Format the lines below as a JSON list of strings, with one string per line and any blank lines omitted.
** begin **
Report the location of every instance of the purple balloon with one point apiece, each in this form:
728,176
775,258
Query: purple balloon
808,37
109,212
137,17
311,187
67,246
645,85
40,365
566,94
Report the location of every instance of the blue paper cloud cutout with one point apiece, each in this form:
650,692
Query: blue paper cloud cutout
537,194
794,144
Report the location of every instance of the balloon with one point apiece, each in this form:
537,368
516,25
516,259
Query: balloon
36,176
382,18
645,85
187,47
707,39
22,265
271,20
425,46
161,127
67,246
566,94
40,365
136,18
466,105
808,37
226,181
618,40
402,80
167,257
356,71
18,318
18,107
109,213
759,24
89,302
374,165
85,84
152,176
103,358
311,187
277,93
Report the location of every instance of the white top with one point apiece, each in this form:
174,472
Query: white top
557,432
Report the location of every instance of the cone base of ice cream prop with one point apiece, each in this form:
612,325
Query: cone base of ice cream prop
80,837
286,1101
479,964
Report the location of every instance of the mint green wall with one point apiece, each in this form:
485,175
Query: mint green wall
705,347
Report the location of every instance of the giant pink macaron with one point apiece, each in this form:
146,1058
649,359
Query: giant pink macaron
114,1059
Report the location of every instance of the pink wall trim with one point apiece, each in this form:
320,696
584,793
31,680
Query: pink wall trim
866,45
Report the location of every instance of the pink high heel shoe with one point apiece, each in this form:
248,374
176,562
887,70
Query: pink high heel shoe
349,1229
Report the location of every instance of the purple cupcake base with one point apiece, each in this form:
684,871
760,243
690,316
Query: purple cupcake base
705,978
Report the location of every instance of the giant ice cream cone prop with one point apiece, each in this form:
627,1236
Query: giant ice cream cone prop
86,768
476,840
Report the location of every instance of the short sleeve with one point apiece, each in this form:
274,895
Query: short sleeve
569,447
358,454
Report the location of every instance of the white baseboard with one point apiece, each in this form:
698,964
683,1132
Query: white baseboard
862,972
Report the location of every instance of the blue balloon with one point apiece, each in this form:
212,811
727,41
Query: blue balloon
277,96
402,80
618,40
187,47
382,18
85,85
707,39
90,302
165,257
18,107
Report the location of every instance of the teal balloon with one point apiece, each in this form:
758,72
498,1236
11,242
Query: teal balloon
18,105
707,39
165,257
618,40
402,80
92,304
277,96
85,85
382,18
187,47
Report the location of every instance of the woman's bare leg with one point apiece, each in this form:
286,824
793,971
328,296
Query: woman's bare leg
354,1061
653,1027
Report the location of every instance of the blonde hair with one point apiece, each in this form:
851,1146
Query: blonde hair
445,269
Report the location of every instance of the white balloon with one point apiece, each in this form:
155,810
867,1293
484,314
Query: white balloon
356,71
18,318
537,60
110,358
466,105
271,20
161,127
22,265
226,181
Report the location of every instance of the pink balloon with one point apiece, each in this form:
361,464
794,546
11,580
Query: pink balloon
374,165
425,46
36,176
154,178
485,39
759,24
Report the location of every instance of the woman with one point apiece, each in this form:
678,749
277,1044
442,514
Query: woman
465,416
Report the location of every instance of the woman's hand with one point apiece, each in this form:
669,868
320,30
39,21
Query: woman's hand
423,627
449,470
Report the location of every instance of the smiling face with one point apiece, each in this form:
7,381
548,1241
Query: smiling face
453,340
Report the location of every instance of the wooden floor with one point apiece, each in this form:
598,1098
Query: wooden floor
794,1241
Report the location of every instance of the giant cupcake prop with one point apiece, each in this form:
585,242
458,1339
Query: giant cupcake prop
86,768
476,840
** end **
> _TASK OUTPUT_:
[
  "Report the location of every instance of the purple balloon with one point apiece, each in this form:",
  "728,176",
  "775,258",
  "Query: purple balloon",
  "808,37",
  "109,212",
  "137,17",
  "311,187",
  "67,246",
  "645,85",
  "40,365",
  "566,94",
  "Report the location of every instance of the blue paper cloud cutout with one point apiece, each in this form:",
  "650,692",
  "Query: blue paper cloud cutout",
  "537,194",
  "794,144",
  "Report the location of every instance of the balloon with one point apiece, each in this form:",
  "537,368",
  "516,25",
  "516,259",
  "Query: balloon",
  "36,176",
  "382,18",
  "645,85",
  "187,47",
  "707,39",
  "22,265",
  "271,20",
  "425,46",
  "161,127",
  "67,246",
  "566,94",
  "40,365",
  "136,18",
  "466,105",
  "808,37",
  "226,181",
  "618,40",
  "402,80",
  "167,257",
  "356,71",
  "18,318",
  "18,107",
  "109,213",
  "759,24",
  "89,302",
  "374,165",
  "85,84",
  "152,176",
  "103,358",
  "311,187",
  "277,93",
  "Report the location of every instance of the white top with one point apiece, each in this form:",
  "174,472",
  "Query: white top",
  "557,432",
  "Report the location of every instance of the cone base of ice cream prop with one point apiece, each in this form:",
  "612,325",
  "Query: cone base of ice cream prop",
  "80,837",
  "286,1101",
  "479,964",
  "Report the location of every instance of the mint green wall with one point apiece, each in this form:",
  "485,175",
  "Query: mint green wall",
  "705,347",
  "Report the location of every instance of the giant pink macaron with one point apiece, each in this form:",
  "146,1058",
  "649,359",
  "Query: giant pink macaron",
  "114,1059",
  "Report the location of every instance of the pink wall trim with one point apiece, each in this form:",
  "320,696",
  "584,793",
  "31,680",
  "Query: pink wall trim",
  "866,45",
  "Report the location of every instance of the pink high heel shoe with one point apiece, each in this form:",
  "248,374",
  "176,562",
  "887,70",
  "Query: pink high heel shoe",
  "349,1229",
  "Report the location of every instance of the purple cupcake base with one point apiece, each in this form:",
  "684,871",
  "760,243",
  "690,316",
  "Query: purple cupcake base",
  "705,978",
  "Report the location of every instance of the giant ice cream cone prop with one point apiece, each in this form:",
  "627,1236",
  "Query: giant ice cream cone prop",
  "86,768",
  "476,840",
  "Report the location of every instance of the short sleeve with one point apiece, each in this form:",
  "274,895",
  "Query: short sleeve",
  "569,447",
  "358,454",
  "Report the location of every instance of the white baseboard with one point apiece, each in this form:",
  "698,964",
  "683,1132",
  "Query: white baseboard",
  "862,972",
  "Report the location of every instance of the blue balloon with one point apiece, each in this form:",
  "212,811",
  "727,41",
  "Query: blue balloon",
  "277,96",
  "402,80",
  "618,40",
  "187,47",
  "382,18",
  "85,85",
  "707,39",
  "90,302",
  "165,257",
  "18,107",
  "Report the location of every instance of the teal balloon with one point apiece, each in this form:",
  "758,72",
  "498,1236",
  "11,242",
  "Query: teal balloon",
  "18,105",
  "707,39",
  "165,257",
  "618,40",
  "402,80",
  "92,304",
  "277,96",
  "85,85",
  "382,18",
  "187,47",
  "Report the location of every instance of the woman's bare leg with one point apiece, each in this form:",
  "286,824",
  "793,971",
  "328,296",
  "Query: woman's bare leg",
  "354,1061",
  "653,1027",
  "Report the location of every instance of the blonde hair with one point apiece, each in this form:",
  "851,1146",
  "Query: blonde hair",
  "445,269",
  "Report the location of every instance of the white balloon with one point apiece, each in this form:",
  "155,810",
  "867,1293",
  "484,314",
  "Query: white balloon",
  "356,71",
  "18,318",
  "537,60",
  "110,358",
  "466,105",
  "271,20",
  "161,127",
  "22,265",
  "226,181",
  "Report the location of every instance of the pink balloon with one point apiece, each in this form:",
  "361,464",
  "794,546",
  "11,580",
  "Query: pink balloon",
  "374,165",
  "425,46",
  "36,176",
  "154,178",
  "485,39",
  "759,24",
  "Report the location of every instance of the woman with one point apiece, each in this form:",
  "678,749",
  "277,1044",
  "442,514",
  "Query: woman",
  "465,416",
  "Report the location of every instance of the woman's hand with one point apiece, each in this form:",
  "669,868",
  "320,30",
  "39,21",
  "Query: woman's hand",
  "423,627",
  "449,470",
  "Report the location of every instance of the smiling face with one point apiece, each in this form:",
  "7,381",
  "548,1241",
  "Query: smiling face",
  "453,340",
  "Report the location of every instance of the wooden floor with one point apiece, each in this form:",
  "598,1098",
  "Query: wooden floor",
  "794,1241",
  "Report the location of every instance of the giant cupcake prop with one point apiece, each in this form:",
  "585,242",
  "458,1339",
  "Query: giant cupcake prop",
  "86,768",
  "476,840"
]